### Exercise goal
Count the lines below that contain the word "pillar" and give only that number.

Stored dataset items:
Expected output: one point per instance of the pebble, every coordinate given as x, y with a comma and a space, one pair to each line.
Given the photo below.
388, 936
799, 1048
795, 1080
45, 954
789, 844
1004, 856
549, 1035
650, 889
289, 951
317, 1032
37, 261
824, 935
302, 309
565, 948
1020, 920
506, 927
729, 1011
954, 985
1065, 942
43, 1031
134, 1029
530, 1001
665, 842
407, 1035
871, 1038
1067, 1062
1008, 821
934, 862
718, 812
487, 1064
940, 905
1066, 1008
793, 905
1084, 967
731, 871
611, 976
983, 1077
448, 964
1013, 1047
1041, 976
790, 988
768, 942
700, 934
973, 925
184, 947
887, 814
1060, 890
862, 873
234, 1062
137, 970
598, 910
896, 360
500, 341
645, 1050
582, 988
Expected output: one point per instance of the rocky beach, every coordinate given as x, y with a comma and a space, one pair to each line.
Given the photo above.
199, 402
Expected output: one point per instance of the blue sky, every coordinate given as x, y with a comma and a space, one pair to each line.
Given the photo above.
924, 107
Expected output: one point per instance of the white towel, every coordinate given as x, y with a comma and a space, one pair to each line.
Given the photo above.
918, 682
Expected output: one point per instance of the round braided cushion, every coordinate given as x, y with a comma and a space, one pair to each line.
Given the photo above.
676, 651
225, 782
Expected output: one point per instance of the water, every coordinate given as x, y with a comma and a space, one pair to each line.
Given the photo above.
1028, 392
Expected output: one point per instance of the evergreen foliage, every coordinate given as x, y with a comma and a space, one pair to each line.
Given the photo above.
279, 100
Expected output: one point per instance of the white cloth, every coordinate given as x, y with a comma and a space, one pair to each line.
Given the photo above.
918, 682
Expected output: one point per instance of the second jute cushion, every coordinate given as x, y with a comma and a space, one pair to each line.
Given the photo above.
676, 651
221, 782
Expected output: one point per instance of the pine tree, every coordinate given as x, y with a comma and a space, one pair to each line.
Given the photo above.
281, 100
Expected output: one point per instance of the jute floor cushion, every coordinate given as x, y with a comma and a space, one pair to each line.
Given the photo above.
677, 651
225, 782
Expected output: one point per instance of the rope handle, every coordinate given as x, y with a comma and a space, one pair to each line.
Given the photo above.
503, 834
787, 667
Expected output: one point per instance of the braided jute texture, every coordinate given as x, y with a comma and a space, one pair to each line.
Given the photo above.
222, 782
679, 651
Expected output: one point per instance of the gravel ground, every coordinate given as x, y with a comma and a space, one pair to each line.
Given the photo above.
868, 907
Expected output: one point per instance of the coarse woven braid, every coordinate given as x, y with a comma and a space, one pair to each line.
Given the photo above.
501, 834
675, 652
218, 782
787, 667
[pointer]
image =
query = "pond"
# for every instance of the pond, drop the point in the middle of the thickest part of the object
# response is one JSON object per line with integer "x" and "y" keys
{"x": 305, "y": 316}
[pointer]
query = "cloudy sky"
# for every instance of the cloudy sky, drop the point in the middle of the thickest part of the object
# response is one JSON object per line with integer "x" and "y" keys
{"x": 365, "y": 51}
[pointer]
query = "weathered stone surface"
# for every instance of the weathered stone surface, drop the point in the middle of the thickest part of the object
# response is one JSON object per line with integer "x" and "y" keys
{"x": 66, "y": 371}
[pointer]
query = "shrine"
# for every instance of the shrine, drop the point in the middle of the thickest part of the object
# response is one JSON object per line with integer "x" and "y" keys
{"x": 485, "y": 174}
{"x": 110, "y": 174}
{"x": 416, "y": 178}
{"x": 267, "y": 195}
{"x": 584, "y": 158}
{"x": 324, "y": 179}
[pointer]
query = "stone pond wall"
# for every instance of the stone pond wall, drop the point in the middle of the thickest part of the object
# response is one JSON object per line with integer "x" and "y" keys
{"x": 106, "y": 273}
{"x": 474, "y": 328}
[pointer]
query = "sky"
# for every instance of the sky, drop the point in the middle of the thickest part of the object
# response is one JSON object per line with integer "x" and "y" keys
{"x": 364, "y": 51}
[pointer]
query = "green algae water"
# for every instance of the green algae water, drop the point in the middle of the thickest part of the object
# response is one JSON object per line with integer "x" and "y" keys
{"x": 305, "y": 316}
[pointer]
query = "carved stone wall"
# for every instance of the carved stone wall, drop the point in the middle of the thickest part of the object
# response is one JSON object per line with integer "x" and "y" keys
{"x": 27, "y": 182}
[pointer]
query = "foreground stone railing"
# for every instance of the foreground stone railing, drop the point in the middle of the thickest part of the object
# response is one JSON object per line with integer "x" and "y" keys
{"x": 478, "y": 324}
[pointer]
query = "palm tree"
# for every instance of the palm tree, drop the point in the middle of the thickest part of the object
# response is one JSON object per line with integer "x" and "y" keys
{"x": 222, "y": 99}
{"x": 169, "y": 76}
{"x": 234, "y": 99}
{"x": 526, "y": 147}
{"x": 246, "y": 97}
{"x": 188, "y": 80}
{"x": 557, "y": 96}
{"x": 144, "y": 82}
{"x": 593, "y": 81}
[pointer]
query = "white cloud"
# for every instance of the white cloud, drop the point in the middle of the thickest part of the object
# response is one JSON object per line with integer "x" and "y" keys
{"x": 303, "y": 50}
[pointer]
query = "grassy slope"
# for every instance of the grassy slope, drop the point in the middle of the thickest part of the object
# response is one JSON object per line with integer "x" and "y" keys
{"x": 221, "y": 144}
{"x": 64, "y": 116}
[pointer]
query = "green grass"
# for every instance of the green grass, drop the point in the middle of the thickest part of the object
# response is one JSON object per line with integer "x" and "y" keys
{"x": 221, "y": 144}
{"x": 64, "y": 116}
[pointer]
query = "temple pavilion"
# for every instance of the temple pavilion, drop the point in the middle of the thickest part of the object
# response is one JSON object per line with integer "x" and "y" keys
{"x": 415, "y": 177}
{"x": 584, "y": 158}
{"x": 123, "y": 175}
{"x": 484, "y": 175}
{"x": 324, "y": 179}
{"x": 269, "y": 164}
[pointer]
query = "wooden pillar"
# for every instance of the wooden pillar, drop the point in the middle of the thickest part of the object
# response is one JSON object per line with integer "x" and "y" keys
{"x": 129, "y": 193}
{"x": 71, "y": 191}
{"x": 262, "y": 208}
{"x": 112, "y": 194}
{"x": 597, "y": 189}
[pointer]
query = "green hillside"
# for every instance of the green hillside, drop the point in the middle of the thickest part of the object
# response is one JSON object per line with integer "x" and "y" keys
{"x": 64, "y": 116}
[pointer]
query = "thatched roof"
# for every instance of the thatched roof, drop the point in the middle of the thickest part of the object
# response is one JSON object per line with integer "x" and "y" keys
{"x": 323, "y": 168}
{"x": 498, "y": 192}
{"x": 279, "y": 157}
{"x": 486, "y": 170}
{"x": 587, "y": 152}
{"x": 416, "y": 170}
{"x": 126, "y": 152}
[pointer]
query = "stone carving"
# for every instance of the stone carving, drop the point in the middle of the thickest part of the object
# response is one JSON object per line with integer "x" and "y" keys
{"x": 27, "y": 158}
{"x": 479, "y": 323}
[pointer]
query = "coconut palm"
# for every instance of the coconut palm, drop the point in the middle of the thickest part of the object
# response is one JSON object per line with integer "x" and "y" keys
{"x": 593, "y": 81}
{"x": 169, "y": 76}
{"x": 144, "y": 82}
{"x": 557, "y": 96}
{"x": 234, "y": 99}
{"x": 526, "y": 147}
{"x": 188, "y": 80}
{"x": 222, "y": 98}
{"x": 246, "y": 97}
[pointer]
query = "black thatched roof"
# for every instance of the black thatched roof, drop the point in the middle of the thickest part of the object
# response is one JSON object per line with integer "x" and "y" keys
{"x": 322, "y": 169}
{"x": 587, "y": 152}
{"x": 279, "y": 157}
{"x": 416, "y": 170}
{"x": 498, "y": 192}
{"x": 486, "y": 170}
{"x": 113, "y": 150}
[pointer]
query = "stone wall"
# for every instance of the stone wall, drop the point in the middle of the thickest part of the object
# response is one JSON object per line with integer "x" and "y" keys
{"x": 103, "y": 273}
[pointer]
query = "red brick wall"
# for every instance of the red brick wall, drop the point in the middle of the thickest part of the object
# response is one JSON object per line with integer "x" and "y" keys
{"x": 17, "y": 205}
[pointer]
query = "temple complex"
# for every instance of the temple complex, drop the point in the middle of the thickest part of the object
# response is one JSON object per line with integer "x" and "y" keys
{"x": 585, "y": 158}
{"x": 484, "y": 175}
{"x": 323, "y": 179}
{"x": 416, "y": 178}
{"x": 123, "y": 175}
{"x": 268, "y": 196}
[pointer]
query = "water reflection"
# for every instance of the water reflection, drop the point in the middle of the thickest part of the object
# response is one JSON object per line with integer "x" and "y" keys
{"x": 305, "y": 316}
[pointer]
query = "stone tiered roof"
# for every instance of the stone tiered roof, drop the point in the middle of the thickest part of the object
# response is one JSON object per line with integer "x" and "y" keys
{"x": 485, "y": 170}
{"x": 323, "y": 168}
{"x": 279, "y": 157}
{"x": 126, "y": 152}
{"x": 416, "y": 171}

### Solution for this exercise
2